Extracted records
┄┄┄┄┄┄┄┄┄┄

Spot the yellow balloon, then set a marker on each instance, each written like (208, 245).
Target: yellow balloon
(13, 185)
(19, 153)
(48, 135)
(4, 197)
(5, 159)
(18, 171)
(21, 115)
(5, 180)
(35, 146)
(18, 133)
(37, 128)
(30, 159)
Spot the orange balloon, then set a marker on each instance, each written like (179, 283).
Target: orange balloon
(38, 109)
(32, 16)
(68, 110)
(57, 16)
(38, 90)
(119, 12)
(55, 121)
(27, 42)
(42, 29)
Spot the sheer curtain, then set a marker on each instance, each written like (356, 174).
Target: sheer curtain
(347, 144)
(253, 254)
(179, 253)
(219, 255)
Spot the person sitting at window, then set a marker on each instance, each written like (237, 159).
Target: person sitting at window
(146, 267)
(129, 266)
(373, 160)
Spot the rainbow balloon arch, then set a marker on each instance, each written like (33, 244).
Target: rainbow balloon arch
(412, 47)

┄┄┄┄┄┄┄┄┄┄

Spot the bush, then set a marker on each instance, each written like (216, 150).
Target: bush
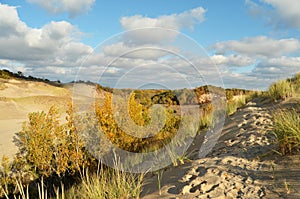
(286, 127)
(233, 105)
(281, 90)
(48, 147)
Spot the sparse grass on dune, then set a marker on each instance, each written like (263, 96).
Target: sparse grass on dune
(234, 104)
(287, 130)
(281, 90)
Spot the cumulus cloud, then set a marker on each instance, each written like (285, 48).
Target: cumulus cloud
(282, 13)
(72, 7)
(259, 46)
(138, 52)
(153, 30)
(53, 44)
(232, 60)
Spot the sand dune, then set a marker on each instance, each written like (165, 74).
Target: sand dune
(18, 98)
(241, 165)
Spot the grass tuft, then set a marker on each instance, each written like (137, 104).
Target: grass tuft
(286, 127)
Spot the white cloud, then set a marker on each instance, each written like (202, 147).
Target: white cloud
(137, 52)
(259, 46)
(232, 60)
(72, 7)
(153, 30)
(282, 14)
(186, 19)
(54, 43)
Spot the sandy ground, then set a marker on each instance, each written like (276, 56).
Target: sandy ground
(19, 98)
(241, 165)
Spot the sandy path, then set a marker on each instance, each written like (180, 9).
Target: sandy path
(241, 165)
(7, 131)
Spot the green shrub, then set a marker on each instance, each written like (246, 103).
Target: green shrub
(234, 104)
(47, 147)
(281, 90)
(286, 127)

┄┄┄┄┄┄┄┄┄┄

Locate every line in the items above that contains the string "bush", and copy each of those lines out in full.

Spot the bush, then set a marker on each instance, each written like (216, 150).
Target: bush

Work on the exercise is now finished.